## Por hacer
Por favor, extrae de las líneas de abajo cada una que contenga la palabra "metal". Distingue entre mayúsculas y minúsculas.
───── Material de entrada ─────
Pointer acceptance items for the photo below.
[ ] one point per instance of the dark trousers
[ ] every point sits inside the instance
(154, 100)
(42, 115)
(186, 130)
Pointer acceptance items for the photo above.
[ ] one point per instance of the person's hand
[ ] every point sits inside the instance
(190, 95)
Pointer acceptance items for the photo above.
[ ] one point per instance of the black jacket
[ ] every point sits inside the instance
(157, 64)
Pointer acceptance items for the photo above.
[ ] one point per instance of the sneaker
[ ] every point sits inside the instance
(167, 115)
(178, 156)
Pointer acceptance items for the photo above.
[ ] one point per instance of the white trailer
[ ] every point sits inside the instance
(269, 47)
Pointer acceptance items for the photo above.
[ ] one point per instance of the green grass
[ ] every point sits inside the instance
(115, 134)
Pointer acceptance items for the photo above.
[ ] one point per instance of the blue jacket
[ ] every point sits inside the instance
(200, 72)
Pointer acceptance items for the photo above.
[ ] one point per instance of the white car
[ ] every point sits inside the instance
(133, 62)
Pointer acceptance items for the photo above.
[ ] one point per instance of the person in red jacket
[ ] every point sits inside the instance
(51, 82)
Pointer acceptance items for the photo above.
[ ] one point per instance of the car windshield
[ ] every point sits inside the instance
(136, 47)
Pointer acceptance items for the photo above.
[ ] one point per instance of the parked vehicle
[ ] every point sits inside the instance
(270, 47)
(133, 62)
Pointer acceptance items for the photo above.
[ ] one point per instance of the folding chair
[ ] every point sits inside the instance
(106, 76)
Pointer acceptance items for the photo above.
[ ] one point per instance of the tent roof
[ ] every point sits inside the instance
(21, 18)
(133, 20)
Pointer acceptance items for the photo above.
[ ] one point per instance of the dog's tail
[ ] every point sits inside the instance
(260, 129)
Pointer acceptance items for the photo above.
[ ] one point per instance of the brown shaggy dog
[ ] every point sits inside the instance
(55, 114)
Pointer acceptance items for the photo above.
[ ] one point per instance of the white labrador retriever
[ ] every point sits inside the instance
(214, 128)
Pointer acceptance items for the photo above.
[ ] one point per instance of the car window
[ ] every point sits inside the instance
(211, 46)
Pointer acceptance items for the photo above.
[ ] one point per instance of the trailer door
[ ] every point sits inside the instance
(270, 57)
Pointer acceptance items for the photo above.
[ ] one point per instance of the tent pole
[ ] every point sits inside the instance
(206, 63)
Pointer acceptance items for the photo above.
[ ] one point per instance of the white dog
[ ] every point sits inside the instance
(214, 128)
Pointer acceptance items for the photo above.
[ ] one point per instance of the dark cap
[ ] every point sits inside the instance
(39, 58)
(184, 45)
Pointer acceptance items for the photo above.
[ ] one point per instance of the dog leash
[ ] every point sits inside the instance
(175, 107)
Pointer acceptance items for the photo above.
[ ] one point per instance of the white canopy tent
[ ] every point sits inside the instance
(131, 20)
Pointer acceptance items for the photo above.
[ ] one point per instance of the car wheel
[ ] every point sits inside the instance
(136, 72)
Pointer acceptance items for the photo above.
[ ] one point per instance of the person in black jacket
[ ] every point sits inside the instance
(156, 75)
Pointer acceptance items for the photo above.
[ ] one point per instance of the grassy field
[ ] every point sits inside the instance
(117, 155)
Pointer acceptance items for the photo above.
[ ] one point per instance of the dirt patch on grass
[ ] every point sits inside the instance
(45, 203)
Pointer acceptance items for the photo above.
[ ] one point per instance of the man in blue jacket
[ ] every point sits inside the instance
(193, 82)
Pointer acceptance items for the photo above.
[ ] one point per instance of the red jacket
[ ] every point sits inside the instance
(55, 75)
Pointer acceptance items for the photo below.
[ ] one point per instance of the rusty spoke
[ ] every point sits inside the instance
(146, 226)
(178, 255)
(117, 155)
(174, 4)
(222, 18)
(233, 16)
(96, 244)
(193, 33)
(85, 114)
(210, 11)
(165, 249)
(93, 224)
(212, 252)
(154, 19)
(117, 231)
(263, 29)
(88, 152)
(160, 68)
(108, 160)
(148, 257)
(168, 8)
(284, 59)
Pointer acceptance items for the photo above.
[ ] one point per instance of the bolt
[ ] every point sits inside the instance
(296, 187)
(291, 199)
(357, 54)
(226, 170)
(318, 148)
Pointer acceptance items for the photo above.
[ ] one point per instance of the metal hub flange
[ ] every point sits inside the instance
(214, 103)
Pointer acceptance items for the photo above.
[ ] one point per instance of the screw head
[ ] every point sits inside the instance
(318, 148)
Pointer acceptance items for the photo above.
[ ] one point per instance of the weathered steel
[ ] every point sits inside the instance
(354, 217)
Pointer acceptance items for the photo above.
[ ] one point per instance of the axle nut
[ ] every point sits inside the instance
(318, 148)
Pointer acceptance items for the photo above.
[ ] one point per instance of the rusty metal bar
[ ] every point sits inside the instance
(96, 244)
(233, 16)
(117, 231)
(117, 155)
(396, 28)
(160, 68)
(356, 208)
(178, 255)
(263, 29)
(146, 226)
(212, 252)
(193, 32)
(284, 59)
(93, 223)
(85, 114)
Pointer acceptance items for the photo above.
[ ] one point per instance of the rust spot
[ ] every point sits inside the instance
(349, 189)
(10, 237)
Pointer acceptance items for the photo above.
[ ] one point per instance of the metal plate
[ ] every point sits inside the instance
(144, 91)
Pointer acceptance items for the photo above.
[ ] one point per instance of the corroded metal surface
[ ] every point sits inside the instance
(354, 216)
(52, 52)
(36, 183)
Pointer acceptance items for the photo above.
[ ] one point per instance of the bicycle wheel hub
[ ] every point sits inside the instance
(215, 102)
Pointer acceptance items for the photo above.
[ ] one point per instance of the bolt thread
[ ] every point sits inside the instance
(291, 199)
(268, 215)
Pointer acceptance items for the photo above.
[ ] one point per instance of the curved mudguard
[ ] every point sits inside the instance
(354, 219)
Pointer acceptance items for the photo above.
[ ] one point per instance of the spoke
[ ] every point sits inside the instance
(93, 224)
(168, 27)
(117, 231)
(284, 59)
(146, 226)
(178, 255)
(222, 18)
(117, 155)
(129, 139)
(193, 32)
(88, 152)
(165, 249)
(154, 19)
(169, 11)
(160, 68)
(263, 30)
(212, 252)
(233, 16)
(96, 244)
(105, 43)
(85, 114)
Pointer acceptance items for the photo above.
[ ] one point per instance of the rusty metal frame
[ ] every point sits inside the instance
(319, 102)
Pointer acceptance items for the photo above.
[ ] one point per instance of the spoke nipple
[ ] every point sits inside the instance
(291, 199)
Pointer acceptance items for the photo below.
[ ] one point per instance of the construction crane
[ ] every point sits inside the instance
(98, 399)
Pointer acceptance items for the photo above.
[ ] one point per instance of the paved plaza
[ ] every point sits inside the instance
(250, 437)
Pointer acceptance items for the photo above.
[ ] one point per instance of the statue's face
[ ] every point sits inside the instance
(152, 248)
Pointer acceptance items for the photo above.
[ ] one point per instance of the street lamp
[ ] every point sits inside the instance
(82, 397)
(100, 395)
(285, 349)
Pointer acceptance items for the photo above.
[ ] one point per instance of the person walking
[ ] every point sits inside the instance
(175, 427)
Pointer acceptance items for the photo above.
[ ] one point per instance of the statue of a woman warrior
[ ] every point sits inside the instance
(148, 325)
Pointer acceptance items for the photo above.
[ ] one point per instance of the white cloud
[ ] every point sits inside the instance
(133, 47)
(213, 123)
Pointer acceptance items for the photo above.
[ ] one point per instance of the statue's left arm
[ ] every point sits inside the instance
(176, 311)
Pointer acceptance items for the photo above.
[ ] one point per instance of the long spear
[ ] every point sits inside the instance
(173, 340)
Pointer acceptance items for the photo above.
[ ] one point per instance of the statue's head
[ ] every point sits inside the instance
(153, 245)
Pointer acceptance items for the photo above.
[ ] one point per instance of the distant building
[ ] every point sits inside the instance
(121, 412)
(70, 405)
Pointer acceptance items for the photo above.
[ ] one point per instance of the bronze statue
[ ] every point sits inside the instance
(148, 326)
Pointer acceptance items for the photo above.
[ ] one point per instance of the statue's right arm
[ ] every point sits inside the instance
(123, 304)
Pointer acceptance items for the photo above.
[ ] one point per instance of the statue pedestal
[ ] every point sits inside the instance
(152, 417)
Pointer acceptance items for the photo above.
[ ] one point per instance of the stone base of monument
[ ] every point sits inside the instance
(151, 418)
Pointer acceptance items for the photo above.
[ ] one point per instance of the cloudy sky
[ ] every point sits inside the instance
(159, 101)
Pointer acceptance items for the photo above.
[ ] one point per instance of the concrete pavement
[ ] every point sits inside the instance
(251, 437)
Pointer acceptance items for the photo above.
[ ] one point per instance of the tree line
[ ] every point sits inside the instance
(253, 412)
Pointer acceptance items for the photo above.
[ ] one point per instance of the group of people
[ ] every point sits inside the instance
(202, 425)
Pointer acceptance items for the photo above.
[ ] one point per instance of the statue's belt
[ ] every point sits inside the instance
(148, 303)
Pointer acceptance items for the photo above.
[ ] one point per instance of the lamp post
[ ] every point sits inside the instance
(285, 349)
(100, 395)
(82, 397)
─────
───── Material de entrada ─────
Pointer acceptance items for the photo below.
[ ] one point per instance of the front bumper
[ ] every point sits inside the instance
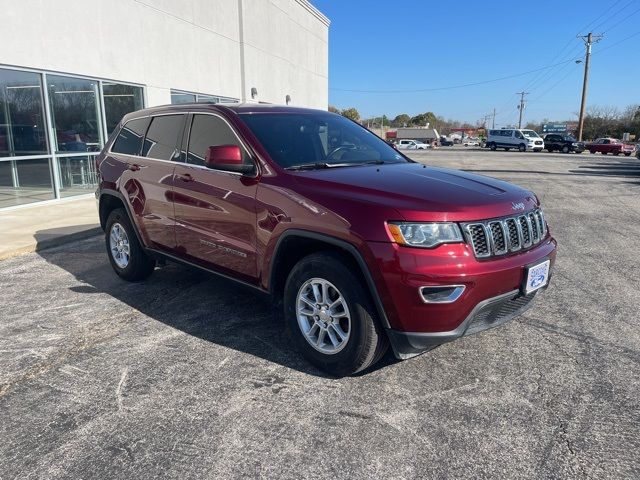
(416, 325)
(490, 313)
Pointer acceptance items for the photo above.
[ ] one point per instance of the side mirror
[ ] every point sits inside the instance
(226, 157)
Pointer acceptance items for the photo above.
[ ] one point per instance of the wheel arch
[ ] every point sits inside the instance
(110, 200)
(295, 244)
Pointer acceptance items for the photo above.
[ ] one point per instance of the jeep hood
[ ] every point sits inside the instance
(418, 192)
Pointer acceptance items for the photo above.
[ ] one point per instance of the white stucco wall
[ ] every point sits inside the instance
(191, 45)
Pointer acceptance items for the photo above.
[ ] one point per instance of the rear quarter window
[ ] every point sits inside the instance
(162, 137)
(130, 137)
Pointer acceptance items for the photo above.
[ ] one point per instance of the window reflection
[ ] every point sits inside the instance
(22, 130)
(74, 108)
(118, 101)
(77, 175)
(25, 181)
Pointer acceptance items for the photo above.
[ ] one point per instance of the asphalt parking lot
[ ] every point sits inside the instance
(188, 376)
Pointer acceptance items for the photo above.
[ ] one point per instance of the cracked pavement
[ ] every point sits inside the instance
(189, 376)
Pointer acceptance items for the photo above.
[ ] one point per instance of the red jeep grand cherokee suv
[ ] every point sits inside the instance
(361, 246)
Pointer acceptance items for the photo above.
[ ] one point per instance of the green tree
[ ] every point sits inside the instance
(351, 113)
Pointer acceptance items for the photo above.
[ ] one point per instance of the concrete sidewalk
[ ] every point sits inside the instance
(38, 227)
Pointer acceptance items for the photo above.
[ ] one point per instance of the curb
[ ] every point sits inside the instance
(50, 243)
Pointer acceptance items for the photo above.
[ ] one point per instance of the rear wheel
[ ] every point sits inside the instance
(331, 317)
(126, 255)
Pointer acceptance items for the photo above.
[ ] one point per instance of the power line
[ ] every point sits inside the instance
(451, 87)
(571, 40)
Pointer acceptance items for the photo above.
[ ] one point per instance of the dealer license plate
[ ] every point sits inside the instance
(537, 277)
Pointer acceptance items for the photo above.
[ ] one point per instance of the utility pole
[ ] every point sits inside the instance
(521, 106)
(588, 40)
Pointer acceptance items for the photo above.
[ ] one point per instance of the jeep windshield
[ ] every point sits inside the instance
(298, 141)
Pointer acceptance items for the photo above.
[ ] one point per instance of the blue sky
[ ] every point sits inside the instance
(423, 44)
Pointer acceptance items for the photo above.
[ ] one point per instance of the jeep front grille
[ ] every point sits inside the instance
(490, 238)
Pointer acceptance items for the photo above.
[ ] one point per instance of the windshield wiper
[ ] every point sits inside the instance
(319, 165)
─────
───── Material de entrada ─────
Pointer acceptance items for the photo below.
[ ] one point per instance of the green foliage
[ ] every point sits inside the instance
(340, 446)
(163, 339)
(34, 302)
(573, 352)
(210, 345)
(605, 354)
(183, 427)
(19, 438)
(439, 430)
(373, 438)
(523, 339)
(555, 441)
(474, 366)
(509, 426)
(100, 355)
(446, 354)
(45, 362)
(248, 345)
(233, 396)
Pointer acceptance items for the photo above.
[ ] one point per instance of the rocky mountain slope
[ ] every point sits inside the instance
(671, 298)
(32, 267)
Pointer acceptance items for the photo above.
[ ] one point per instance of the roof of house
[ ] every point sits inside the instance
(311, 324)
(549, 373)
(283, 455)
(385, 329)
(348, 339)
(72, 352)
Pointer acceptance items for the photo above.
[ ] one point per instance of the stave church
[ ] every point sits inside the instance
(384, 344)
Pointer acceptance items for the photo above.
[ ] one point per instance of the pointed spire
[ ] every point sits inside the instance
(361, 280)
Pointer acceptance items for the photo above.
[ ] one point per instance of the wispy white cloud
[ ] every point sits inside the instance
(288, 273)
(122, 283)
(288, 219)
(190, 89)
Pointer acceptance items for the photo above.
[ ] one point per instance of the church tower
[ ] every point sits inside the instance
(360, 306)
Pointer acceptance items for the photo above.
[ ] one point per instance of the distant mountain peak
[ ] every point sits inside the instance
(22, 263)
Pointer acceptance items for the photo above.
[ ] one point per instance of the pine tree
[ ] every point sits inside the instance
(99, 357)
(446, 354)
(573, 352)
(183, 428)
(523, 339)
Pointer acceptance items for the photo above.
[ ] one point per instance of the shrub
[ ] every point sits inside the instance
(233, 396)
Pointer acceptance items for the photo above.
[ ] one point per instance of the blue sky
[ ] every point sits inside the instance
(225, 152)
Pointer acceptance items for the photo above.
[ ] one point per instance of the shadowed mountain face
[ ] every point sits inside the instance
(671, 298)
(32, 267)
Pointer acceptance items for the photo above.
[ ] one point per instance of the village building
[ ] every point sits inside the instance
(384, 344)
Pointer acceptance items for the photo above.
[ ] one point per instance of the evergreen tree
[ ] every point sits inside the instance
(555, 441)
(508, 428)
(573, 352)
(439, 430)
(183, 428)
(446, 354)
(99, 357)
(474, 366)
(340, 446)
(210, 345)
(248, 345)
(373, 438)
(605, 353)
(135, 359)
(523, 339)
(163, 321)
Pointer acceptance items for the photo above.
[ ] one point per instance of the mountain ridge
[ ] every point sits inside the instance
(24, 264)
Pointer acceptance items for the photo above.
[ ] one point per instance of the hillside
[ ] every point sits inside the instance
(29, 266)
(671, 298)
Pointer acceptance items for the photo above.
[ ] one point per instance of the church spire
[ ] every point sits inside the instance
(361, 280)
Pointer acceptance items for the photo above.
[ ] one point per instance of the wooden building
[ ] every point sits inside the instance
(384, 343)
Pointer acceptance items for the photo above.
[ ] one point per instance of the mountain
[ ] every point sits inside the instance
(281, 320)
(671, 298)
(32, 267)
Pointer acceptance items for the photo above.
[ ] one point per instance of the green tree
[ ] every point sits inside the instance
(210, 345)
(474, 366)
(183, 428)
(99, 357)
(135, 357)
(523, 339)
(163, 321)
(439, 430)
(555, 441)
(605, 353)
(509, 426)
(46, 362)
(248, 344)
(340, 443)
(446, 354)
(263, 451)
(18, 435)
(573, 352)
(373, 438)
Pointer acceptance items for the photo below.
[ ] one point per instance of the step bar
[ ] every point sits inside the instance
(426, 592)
─────
## Resultado
[ ] one point per instance of the metal hub flange
[ ] one point per instance of the rusty metal bar
[ ] one point per instance of the metal plate
[ ] one point per instance of the corroded metal surface
[ ] one point per instance of the rusty metal frame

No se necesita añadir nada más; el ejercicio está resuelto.